▸ Passage for review
Early detection key to surviving prostate cancer
Early detection key to surviving prostate cancer
By BOB FALLSTROM - H&R Community News Editor
Ramon Portee has a momentous anniversary coming up next month: 10 years since his prostate surgery.
"Get a test and save your life," the Decatur man advised.
"A lot of men don't want to have the test," he said. "Probably worried about what might turn up. The thing is, early detection means successful treatment. I took the screening test and look at me, I'm still here."
Portee's brother, Wayne, is also a prostate cancer survivor. "Ramon had it first. Then I started having trouble. I didn't think it would happen to me. It did.
"I had surgery in April 2001. In 2003, I had 39 radiation treatments. Tell every guy you know to take a test."
Take the Portees' advice and take the opportunity for free prostate screening, being offered from noon to 3 p.m. Saturday in Elks Lakeview Lodge 1132, 1080 S. Franklin St. It's sponsored by the Emanon Club and the Macon County Health Department.
It's the first time the Lakeview Elks Lodge has entered the prostate screening campaign, John Wilder said. He is the club's assistant social chairman and is a three-year prostate cancer survivor.
Another survivor, Jerry Smalling, a retired high school coach, said he had radical prostate surgery in 1998. "I preach testing all the time," he said. "I was coaching at South Piatt (Atwood) when I started feeling tired. I got a physical exam, and the blood test discovered the prostate cancer.

▸ Data for analysis
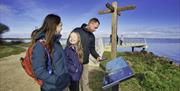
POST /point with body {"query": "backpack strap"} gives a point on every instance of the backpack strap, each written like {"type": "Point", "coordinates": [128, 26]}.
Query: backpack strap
{"type": "Point", "coordinates": [49, 62]}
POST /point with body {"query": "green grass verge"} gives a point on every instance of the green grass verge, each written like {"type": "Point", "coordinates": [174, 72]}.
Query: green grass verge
{"type": "Point", "coordinates": [7, 49]}
{"type": "Point", "coordinates": [152, 73]}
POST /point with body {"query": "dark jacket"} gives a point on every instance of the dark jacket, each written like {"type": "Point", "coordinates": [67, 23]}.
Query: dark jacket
{"type": "Point", "coordinates": [88, 43]}
{"type": "Point", "coordinates": [73, 64]}
{"type": "Point", "coordinates": [59, 79]}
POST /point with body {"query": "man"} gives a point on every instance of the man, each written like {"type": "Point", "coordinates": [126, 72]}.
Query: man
{"type": "Point", "coordinates": [88, 44]}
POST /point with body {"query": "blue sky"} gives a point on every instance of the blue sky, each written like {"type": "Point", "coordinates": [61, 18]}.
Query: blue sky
{"type": "Point", "coordinates": [151, 18]}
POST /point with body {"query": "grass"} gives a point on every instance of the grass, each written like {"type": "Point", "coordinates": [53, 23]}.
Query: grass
{"type": "Point", "coordinates": [7, 49]}
{"type": "Point", "coordinates": [152, 73]}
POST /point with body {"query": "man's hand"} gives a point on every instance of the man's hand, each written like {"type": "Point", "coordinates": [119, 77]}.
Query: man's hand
{"type": "Point", "coordinates": [99, 59]}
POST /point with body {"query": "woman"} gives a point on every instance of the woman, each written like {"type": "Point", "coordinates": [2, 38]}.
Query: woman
{"type": "Point", "coordinates": [54, 74]}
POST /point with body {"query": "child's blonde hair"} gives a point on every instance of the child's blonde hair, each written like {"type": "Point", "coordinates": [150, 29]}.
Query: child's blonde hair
{"type": "Point", "coordinates": [79, 48]}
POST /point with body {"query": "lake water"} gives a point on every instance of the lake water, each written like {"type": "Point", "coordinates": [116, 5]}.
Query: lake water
{"type": "Point", "coordinates": [169, 48]}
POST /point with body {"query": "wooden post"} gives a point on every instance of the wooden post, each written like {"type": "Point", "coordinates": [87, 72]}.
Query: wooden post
{"type": "Point", "coordinates": [114, 31]}
{"type": "Point", "coordinates": [115, 10]}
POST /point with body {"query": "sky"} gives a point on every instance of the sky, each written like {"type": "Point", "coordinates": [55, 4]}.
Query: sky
{"type": "Point", "coordinates": [150, 19]}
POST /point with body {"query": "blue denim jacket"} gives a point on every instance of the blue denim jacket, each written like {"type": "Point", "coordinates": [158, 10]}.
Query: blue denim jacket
{"type": "Point", "coordinates": [59, 79]}
{"type": "Point", "coordinates": [74, 66]}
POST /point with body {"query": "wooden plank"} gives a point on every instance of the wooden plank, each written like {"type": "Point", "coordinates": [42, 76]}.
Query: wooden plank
{"type": "Point", "coordinates": [109, 6]}
{"type": "Point", "coordinates": [104, 11]}
{"type": "Point", "coordinates": [114, 31]}
{"type": "Point", "coordinates": [130, 7]}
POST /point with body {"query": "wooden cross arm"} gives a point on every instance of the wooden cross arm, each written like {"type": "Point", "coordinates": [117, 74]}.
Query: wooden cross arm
{"type": "Point", "coordinates": [131, 7]}
{"type": "Point", "coordinates": [104, 11]}
{"type": "Point", "coordinates": [109, 6]}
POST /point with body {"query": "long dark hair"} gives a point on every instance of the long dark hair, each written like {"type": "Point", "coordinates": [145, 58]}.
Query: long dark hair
{"type": "Point", "coordinates": [49, 28]}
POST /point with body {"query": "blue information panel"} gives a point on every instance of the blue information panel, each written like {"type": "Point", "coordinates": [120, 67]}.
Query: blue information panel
{"type": "Point", "coordinates": [117, 70]}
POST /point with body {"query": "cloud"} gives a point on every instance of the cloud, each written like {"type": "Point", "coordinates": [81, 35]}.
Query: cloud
{"type": "Point", "coordinates": [6, 10]}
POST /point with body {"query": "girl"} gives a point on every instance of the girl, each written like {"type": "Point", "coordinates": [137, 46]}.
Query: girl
{"type": "Point", "coordinates": [74, 59]}
{"type": "Point", "coordinates": [54, 73]}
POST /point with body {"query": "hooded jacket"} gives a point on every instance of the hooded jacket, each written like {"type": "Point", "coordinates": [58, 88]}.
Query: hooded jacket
{"type": "Point", "coordinates": [88, 43]}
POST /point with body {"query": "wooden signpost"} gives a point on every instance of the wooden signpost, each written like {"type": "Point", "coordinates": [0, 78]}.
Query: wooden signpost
{"type": "Point", "coordinates": [115, 10]}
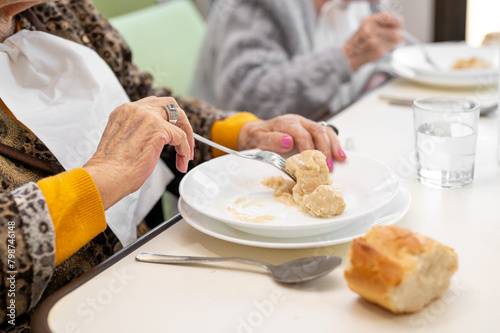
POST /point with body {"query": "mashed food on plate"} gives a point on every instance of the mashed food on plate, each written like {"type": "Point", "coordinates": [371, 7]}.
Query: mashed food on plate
{"type": "Point", "coordinates": [313, 191]}
{"type": "Point", "coordinates": [470, 63]}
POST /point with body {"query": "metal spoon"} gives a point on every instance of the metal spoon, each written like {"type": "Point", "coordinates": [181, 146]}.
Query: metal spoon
{"type": "Point", "coordinates": [295, 271]}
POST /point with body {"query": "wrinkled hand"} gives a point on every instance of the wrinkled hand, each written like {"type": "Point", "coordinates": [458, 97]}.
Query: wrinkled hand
{"type": "Point", "coordinates": [283, 133]}
{"type": "Point", "coordinates": [377, 35]}
{"type": "Point", "coordinates": [131, 145]}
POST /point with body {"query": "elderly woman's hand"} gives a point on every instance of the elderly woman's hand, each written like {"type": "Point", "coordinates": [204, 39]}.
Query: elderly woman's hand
{"type": "Point", "coordinates": [283, 133]}
{"type": "Point", "coordinates": [131, 145]}
{"type": "Point", "coordinates": [377, 35]}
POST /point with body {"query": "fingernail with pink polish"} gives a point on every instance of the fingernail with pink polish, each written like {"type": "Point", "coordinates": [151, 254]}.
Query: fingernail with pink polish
{"type": "Point", "coordinates": [286, 142]}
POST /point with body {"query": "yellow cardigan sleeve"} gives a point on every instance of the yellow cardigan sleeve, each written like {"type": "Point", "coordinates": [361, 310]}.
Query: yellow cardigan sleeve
{"type": "Point", "coordinates": [76, 209]}
{"type": "Point", "coordinates": [225, 132]}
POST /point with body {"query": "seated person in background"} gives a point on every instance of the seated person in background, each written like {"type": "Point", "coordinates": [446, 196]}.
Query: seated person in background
{"type": "Point", "coordinates": [274, 57]}
{"type": "Point", "coordinates": [55, 216]}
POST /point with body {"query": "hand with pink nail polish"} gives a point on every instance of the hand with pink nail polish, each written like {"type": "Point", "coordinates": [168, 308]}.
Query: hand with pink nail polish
{"type": "Point", "coordinates": [291, 131]}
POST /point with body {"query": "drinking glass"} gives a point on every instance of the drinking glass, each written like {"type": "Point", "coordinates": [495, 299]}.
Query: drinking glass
{"type": "Point", "coordinates": [445, 136]}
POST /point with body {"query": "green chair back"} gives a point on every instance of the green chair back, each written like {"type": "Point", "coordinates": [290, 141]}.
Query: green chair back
{"type": "Point", "coordinates": [165, 40]}
{"type": "Point", "coordinates": [112, 8]}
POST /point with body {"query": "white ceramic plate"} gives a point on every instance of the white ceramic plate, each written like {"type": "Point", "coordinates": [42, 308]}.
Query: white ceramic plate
{"type": "Point", "coordinates": [229, 189]}
{"type": "Point", "coordinates": [409, 62]}
{"type": "Point", "coordinates": [389, 214]}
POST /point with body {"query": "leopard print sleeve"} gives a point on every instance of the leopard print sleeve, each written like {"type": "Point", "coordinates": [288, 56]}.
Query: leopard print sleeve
{"type": "Point", "coordinates": [27, 245]}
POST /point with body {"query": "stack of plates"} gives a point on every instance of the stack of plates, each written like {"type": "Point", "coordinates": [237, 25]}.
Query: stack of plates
{"type": "Point", "coordinates": [224, 198]}
{"type": "Point", "coordinates": [409, 62]}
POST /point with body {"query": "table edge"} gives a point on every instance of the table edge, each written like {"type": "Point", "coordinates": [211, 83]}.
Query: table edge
{"type": "Point", "coordinates": [39, 320]}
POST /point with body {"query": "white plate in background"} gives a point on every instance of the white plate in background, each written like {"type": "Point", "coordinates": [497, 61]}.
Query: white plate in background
{"type": "Point", "coordinates": [409, 62]}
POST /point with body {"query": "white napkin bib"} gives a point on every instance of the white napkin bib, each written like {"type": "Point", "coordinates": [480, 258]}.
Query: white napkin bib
{"type": "Point", "coordinates": [64, 92]}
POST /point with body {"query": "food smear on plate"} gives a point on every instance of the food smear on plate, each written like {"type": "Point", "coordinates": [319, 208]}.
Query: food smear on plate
{"type": "Point", "coordinates": [313, 191]}
{"type": "Point", "coordinates": [399, 269]}
{"type": "Point", "coordinates": [244, 217]}
{"type": "Point", "coordinates": [470, 63]}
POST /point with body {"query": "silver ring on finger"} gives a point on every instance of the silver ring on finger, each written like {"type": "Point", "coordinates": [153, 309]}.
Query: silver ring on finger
{"type": "Point", "coordinates": [324, 123]}
{"type": "Point", "coordinates": [172, 113]}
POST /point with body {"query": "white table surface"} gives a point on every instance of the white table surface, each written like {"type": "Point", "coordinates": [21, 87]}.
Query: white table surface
{"type": "Point", "coordinates": [139, 297]}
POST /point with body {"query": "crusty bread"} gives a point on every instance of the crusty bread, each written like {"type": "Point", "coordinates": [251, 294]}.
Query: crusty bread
{"type": "Point", "coordinates": [399, 269]}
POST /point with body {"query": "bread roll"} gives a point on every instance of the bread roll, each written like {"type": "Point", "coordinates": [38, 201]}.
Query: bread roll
{"type": "Point", "coordinates": [398, 269]}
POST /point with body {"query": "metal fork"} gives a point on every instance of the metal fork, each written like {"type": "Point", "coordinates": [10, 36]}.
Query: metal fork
{"type": "Point", "coordinates": [263, 156]}
{"type": "Point", "coordinates": [376, 7]}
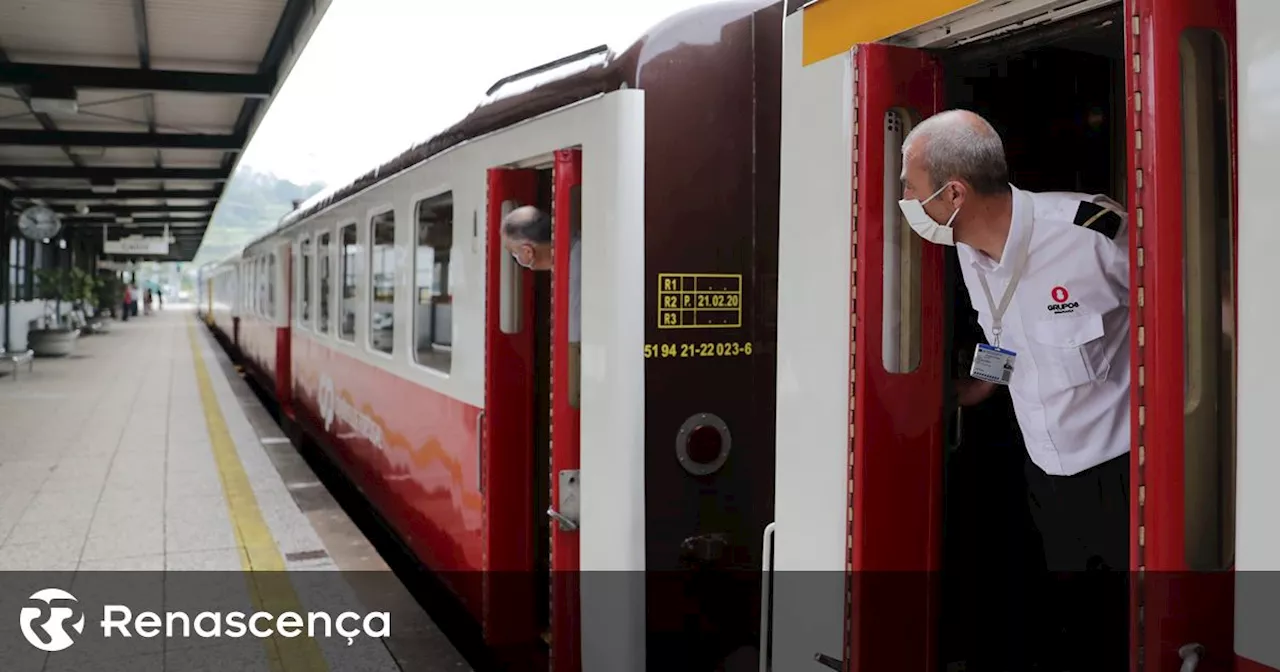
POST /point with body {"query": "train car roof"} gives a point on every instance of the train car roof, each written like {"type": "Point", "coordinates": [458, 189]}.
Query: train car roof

▸ Work instructions
1. Reproduce the prostate cancer article from "Another survivor, Jerry" up to and including "the prostate cancer.".
2. Summarize the prostate cancer article in two sentences.
3. Continue the prostate cancer article from where it stops.
The items have nothing to do with the prostate cancer article.

▸ List of answers
1.
Another survivor, Jerry Smalling, a retired high school coach, said he had radical prostate surgery in 1998. "I preach testing all the time," he said. "I was coaching at South Piatt (Atwood) when I started feeling tired. I got a physical exam, and the blood test discovered the prostate cancer.

2. Prostate cancer survivors Ramon Portee and his brother Wayne urge men to get tested, with Ramon saying that early detection means successful treatment. Free prostate screening is being offered from noon to 3 p.m. Saturday at Elks Lakeview Lodge 1132, sponsored by the Emanon Club and the Macon County Health Department.

3.
"I chose surgery, and I'm fortunate. I've been blessed." Smalling coached 35 years.
Bob Hermann, the leader of the Us Too prostate cancer education and support group at Decatur Memorial Hospital, has been a survivor for seven years. He is a major advocate of early screening.
American men are 35 percent more likely to be diagnosed with prostate cancer than women are to develop breast cancer, according to the Prostate Cancer Foundation, a 16-year-old charity that has pioneered new ways to speed up treatments and the search for a cure.
With one man dying from the disease every 18 minutes and another man diagnosed every three minutes, the Prostate Cancer Foundation has launched "The National Campaign to Cure Prostate Cancer" to give new hope to men fighting the disease.
You can contribute at Prostate Cancer Foundation, Gift Processing Center, Box 7015, Albert Lea, MN 56007-8015.